Stored dataset items:
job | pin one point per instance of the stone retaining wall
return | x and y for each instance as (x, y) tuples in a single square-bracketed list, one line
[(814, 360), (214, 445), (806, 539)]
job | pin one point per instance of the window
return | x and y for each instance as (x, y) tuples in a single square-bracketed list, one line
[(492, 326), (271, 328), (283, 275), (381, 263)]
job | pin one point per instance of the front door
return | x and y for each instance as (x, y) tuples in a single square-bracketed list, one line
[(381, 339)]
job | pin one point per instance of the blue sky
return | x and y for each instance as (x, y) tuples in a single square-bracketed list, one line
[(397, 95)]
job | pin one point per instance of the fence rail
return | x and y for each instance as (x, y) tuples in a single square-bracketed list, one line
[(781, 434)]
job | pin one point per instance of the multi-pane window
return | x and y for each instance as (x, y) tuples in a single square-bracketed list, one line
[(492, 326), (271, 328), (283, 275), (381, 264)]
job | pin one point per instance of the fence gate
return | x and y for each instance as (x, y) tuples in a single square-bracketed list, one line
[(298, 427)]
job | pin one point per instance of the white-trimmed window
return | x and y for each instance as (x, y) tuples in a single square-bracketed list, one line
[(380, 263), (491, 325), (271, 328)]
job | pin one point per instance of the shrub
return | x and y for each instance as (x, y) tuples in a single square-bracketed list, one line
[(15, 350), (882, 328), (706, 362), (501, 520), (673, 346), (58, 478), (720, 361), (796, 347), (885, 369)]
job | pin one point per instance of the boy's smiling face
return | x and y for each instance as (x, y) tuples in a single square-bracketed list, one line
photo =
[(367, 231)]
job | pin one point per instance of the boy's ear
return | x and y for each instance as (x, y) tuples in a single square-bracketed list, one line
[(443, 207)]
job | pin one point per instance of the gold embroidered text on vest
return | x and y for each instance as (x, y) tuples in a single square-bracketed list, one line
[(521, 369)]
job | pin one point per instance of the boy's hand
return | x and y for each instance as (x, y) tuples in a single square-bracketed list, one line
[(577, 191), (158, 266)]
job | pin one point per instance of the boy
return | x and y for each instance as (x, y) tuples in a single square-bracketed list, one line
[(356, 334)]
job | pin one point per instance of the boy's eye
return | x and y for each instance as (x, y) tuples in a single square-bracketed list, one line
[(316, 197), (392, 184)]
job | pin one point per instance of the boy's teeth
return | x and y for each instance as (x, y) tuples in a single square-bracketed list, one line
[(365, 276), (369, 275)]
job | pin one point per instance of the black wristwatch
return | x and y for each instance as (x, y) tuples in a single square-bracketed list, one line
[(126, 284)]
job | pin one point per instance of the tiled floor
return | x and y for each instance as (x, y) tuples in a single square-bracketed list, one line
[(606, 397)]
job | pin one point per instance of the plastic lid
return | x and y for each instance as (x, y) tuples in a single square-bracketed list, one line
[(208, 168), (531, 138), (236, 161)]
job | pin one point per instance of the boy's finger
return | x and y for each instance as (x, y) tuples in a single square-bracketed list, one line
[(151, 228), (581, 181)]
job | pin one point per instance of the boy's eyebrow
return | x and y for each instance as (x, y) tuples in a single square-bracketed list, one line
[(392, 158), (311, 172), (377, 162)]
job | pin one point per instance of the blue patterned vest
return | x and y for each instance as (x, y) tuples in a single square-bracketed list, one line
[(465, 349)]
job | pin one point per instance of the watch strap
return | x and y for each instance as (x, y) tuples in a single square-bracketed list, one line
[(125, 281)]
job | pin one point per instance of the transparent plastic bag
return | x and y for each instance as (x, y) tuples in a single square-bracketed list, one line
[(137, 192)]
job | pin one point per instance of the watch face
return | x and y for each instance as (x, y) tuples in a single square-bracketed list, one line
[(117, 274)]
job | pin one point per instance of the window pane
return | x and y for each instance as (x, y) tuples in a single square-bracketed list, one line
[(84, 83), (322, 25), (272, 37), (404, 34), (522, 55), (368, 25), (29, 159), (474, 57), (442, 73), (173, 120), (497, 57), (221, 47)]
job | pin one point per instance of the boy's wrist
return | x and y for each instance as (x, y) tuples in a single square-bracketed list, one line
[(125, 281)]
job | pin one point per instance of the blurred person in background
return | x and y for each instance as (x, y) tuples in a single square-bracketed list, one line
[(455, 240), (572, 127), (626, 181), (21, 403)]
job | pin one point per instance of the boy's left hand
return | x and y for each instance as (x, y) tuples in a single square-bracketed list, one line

__WHAT TO PRODUCE__
Write every record out again, letter for letter.

__RESPONSE TO THIS TASK__
job | pin one point per instance of the stone retaining wall
return | x and y for each instance as (x, y) tuples in a single square-bracketed list, one line
[(814, 360), (214, 445), (806, 539)]
job | pin one point per instance of the window
return | x and y for each instance as (x, y) tuples in a single square-bracketed list, one line
[(492, 326), (271, 328), (283, 275), (381, 263)]
job | pin one point per instance of the front door
return | x and y for each instance as (x, y) tuples in a single square-bracketed list, one line
[(381, 339)]
job | pin one point per instance of the blue sky
return | x and y for each instance as (x, y) tuples in a single square-bracketed list, one line
[(397, 95)]
job | pin one point per instance of the fence rail
return | x and y for each instance as (x, y) tuples in a single square-bracketed list, one line
[(781, 434)]
job | pin one point per instance of the multi-pane window
return | x and y for each instance as (x, y) tuples in a single square-bracketed list, one line
[(492, 326), (271, 328), (283, 275), (381, 264)]
job | pin one point per instance of the fence gate
return | x and y for each instance as (x, y) tuples in a single square-bracketed list, one line
[(298, 427)]
job | pin one point per instance of the white-trimmed window
return | x and y for each instance as (x, y) tuples in a single square-bracketed list, one line
[(380, 263), (491, 325), (271, 328)]
job | pin one point per instance of the shrub
return | x and y for each instance as (x, y) tuples in a single square-bracketed list, one line
[(15, 350), (882, 328), (706, 362), (501, 520), (673, 346), (58, 478), (720, 361), (796, 347), (885, 369)]
job | pin one point per instance of the boy's smiling face
return | x and y for each instance as (x, y) tuples in a single square-bracketed list, one line
photo =
[(367, 231)]
job | pin one point per instance of the boy's ear
return | x and y for each instance as (x, y) tuples in a single square-bracketed list, one line
[(443, 207)]
job | pin one point per instance of the gold embroidered text on vest
return | x and y for each instance as (x, y) tuples in a single square-bracketed list, one line
[(521, 369)]
job | pin one point per instance of the boy's hand
return | x and y for each instance as (x, y) tuples in a single square-bracketed list, one line
[(577, 191), (158, 266)]
job | pin one point per instance of the boy
return | x and y for each instance as (x, y) tuples in a single square-bracketed list, one line
[(356, 334)]
job | pin one point per instance of the boy's eye
return | x and y for each instance as (x, y) tuples in a single square-bracketed list, one line
[(316, 197), (392, 184)]
job | pin one point per instance of the boy's teeth
return | x and y for each instance as (x, y) tuples in a single square-bracketed list, one line
[(365, 276), (369, 275)]
job | pin one point per instance of the black wristwatch
return | x and y for each instance as (x, y) tuples in a single square-bracketed list, one line
[(126, 284)]
job | pin one point per instance of the tiled floor
return | x and y for each instance as (x, y) tuples in a single square-bracketed list, one line
[(606, 397)]
job | pin one point per instance of the plastic lid
return | x and y for each instance as (x, y) tuples in a single square-bracketed list, one line
[(208, 168), (531, 138), (236, 161)]
job | pin one point per instance of the boy's finger
return | x and y for each instance as (x, y) tuples in a single square-bracketed list, one line
[(151, 228), (581, 181)]
job | pin one point per instance of the boy's eyebrow
return | x and y for each instance as (x, y) tuples in a single square-bracketed list, one line
[(392, 158), (311, 172), (377, 162)]
job | pin one point per instance of the blue patterned vest
return | x and y for each instance as (x, y) tuples in a single square-bracketed list, one line
[(465, 349)]
job | pin one point per instance of the watch strap
return | x and y for each instance as (x, y) tuples in a single square-bracketed list, one line
[(125, 281)]
job | pin one point per instance of the transparent plastic bag
return | x and y for each instance as (x, y) tuples in a single square-bracketed list, one line
[(137, 192)]
job | pin one point per instance of the watch face
return | x and y for each instance as (x, y) tuples in a single square-bracketed list, one line
[(117, 274)]
job | pin one point per instance of the window pane
return | x and y for each instance as (x, y) tuples in a single square-bracketed list, one line
[(84, 83), (322, 25), (272, 37), (404, 34), (522, 55), (368, 25), (29, 159), (474, 57), (442, 73), (173, 120), (497, 57), (221, 47)]
job | pin one point per instance of the boy's wrist
return | x and y for each instance as (x, y) tuples in a single square-bracketed list, one line
[(125, 281)]
job | pin one point per instance of the blurred person in background
return | x and y for each instance as (x, y) tuples in a single square-bracketed list, one line
[(455, 240), (572, 127), (626, 181), (21, 403)]
job | pin one point per instance of the boy's left hand
return | x and y for each instance as (x, y) tuples in a single square-bracketed list, one line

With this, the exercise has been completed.